### Excerpt
Segment Open
These are both factual determinations that are supported in the evidence; Ray and Wallace
therefore are both reliable appellate authority.
As easily as the majority attempted to distinguish Ray and Wallace, so can I distinguish
Smith, McKinney, and Cook. In Smith, the employee was hauling debris from his employer’s
dump for his own use. Certainly Conner was not doing anything for his own use here; he was
returning to work after a break. In McKinney, the employee was injured on his way to get a
soda during his smoke break. Conner was finishing his break and returning to work. Finally,
in Cook the employee, a truck driver, was in a motel room, after work hours, going to the
bathroom; a factual scenario that has no relevance to this case at all.
How the majority decision in this case instructs the bar and the Workers’ Compensation
Commission is also of note. It surveys the case law on this issue and concludes that there are
several cases with similar facts and conflicting conclusions. It encourages one to choose wisely
and to anticipate (and apply) the precedent that the appellate court will apply. Until our
precedent is consistent and coherent, I am satisfied to let the Commission do the picking and
choosing and to affirm when the evidence supports its decision.
Our decision was affirmed by the supreme court in Wallace v. West Fraser South,
365 Ark. 68, 225 S.W.3d 361 (2006).
1
14
I am authorized to state that Judge Griffen joins in this dissent.
Segment Closed
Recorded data
Segment Open
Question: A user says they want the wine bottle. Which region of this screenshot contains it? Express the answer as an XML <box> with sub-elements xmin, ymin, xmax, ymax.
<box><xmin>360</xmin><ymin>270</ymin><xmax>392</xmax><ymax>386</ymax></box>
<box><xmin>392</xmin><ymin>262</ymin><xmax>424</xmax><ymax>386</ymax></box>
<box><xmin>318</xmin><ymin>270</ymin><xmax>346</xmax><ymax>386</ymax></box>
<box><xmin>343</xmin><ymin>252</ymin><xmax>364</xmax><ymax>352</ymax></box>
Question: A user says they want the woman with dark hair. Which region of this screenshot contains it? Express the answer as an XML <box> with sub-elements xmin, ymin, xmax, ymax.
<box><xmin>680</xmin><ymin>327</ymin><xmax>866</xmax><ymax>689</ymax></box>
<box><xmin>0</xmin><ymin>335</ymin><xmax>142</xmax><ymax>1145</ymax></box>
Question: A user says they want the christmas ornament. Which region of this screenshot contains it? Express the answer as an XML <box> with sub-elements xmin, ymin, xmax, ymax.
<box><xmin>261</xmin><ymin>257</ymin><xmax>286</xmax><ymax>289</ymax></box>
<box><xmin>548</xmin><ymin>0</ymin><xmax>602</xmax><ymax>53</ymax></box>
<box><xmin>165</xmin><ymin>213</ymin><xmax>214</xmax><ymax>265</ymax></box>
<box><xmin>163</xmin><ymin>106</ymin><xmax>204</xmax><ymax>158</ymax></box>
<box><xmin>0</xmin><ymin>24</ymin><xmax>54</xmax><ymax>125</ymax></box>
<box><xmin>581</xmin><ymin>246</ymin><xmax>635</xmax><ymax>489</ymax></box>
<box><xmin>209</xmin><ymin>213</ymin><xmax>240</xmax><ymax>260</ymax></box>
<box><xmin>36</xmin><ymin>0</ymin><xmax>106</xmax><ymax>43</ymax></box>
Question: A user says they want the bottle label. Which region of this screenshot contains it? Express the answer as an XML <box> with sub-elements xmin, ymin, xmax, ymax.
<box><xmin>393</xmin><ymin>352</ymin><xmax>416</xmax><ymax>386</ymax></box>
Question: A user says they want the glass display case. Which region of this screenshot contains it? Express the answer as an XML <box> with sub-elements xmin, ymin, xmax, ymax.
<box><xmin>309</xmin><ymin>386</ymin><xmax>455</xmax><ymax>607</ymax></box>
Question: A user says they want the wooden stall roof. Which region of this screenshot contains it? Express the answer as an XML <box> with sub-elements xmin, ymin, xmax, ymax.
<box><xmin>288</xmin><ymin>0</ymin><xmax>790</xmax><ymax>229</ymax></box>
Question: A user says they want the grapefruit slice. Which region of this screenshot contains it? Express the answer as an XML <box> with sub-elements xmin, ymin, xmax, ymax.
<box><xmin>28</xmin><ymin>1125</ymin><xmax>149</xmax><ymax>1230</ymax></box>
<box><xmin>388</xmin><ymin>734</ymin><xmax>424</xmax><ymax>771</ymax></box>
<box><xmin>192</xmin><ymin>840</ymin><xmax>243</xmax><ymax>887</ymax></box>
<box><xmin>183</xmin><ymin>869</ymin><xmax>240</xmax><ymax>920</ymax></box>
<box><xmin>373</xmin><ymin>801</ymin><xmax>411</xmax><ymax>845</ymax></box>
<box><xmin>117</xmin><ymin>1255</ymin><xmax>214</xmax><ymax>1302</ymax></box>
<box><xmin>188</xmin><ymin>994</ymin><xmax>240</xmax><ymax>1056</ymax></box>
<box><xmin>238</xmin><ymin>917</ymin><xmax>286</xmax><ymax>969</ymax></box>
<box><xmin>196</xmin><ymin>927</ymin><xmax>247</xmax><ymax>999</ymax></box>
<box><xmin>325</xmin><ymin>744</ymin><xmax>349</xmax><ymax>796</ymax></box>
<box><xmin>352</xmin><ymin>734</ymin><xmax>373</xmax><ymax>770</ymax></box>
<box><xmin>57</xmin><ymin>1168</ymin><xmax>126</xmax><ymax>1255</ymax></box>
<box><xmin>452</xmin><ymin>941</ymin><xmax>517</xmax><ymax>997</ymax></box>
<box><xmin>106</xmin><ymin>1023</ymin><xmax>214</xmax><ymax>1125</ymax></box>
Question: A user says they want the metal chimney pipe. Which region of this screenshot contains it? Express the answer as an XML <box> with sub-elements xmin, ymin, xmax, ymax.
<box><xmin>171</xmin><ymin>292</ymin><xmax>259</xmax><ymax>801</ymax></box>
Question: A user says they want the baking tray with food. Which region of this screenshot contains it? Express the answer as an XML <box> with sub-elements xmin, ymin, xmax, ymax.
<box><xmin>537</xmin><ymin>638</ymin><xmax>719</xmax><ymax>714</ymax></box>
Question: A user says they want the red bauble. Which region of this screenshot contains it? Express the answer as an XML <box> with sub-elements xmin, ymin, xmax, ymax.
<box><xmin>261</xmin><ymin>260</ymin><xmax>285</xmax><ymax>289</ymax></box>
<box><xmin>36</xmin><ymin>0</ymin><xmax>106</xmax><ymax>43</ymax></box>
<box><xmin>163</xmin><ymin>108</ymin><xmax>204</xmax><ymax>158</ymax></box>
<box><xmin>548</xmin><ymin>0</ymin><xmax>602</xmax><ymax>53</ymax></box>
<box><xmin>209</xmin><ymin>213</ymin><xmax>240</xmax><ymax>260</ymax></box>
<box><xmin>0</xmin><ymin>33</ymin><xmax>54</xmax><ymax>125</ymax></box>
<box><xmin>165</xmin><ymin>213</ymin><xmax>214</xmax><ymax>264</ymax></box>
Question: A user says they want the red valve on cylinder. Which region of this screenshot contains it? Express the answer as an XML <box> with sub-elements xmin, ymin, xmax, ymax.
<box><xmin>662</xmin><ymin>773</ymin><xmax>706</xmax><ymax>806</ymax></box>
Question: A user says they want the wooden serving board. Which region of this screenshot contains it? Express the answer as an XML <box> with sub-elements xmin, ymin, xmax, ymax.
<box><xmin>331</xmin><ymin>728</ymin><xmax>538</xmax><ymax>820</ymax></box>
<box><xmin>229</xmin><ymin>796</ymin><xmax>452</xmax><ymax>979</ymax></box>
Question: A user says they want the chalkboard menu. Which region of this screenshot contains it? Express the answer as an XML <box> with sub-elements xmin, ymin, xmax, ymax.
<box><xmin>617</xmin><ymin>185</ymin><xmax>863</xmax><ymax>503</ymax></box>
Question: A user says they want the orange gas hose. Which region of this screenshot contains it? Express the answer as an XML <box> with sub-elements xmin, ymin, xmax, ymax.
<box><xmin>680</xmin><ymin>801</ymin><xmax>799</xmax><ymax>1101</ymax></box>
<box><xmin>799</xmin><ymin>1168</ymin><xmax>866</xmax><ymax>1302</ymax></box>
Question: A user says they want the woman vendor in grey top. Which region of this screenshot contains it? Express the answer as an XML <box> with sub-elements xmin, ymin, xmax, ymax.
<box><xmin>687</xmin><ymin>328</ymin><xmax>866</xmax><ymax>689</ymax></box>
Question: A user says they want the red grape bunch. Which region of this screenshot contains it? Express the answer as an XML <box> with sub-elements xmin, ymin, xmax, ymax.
Segment Closed
### Actions to take
1. Return the passage of the dissent between "These are both" and "case at all.", inclusive.
2. According to the dissent, why is the writer content to let the Workers' Compensation Commission do the picking and choosing among precedents? Answer in one to three sentences.

### Outputs by task
1.
These are both factual determinations that are supported in the evidence; Ray and Wallace
therefore are both reliable appellate authority.
As easily as the majority attempted to distinguish Ray and Wallace, so can I distinguish
Smith, McKinney, and Cook. In Smith, the employee was hauling debris from his employer’s
dump for his own use. Certainly Conner was not doing anything for his own use here; he was
returning to work after a break. In McKinney, the employee was injured on his way to get a
soda during his smoke break. Conner was finishing his break and returning to work. Finally,
in Cook the employee, a truck driver, was in a motel room, after work hours, going to the
bathroom; a factual scenario that has no relevance to this case at all.

2. The appellate precedent is not yet consistent and coherent, and the majority itself found several cases with similar facts and conflicting conclusions. Until that changes, the writer would leave the choice to the Commission and affirm whenever the evidence supports its decision.